__INSTRUCTIONS TO FOLLOW__: Please give the data below again in full, exactly as it stands.
----------------
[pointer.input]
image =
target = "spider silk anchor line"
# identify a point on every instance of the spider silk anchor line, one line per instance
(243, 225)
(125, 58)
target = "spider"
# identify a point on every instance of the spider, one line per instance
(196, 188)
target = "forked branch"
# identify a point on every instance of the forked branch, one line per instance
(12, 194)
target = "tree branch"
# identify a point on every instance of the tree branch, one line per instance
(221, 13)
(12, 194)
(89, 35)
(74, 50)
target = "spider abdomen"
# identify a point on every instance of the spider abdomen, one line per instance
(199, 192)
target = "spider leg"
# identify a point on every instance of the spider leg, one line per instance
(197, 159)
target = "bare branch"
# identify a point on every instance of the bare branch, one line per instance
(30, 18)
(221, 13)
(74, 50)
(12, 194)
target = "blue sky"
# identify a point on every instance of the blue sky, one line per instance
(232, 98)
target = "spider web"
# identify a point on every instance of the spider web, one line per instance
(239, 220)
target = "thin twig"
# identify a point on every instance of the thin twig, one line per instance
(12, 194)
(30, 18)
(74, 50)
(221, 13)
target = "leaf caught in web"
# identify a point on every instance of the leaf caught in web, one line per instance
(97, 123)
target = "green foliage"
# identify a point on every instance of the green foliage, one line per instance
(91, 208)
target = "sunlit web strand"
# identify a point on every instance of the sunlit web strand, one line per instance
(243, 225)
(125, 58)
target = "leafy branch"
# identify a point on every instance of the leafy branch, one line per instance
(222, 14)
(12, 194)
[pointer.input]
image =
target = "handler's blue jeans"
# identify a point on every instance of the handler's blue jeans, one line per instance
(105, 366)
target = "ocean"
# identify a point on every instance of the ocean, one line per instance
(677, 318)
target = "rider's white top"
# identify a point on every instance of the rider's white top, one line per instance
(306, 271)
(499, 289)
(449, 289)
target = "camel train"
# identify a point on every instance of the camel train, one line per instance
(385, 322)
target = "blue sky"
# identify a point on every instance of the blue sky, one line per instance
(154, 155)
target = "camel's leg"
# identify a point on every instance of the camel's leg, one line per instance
----------------
__COMPLETE OUTPUT__:
[pointer.input]
image =
target = "spider silk anchor line"
# identify a point on every instance of the spider silk anchor line, one line per instance
(243, 225)
(125, 58)
target = "spider"
# identify a point on every instance of the spider, one line per instance
(196, 188)
target = "forked branch"
# identify a point on every instance of the forked branch, one line per instance
(12, 194)
target = "tree branch"
# identify a point on every instance of the tree branch, one line per instance
(221, 13)
(12, 194)
(89, 35)
(74, 50)
target = "spider abdomen"
# identify a point on every instance of the spider abdomen, one line per instance
(199, 192)
target = "spider leg"
# identify a point on every instance of the spider leg, one line per instance
(197, 159)
target = "bare branch"
# identify a point on every instance of the bare branch, one line per instance
(30, 18)
(221, 13)
(74, 50)
(12, 194)
target = "blue sky"
# identify a point on every instance of the blue sky, one line per instance
(232, 98)
target = "spider web"
# identify a point on every instance of the spider web, one line per instance
(239, 220)
target = "thin twig"
# identify a point on every instance of the thin twig, one line per instance
(12, 194)
(30, 18)
(74, 50)
(221, 13)
target = "leaf caught in web"
# identify a point on every instance of the leaf caught in web, one line per instance
(97, 123)
target = "green foliage"
# identify a point on every instance of the green foliage, one line per instance
(91, 208)
target = "sunlit web strand"
# identify a point on every instance of the sunlit web strand, one line per instance
(243, 225)
(125, 58)
target = "leafy branch"
# identify a point on every instance of the leafy branch, one line per instance
(222, 14)
(12, 194)
[pointer.input]
image =
target = "handler's blue jeans"
# identify a point on every instance of the handler's blue jeans, one line per instance
(105, 366)
target = "ocean"
# identify a point on every instance of the ocean, one line per instance
(677, 318)
target = "rider's white top"
# identify a point on every instance of the rider's white top, one line per instance
(306, 271)
(499, 289)
(449, 289)
target = "camel train"
# identify a point on every instance of the camel train, one line per instance
(385, 322)
target = "blue sky"
# identify a point on every instance of the blue sky, one line per instance
(154, 155)
target = "camel's leg"
# identify a point on every instance of the camel's leg, one line per instance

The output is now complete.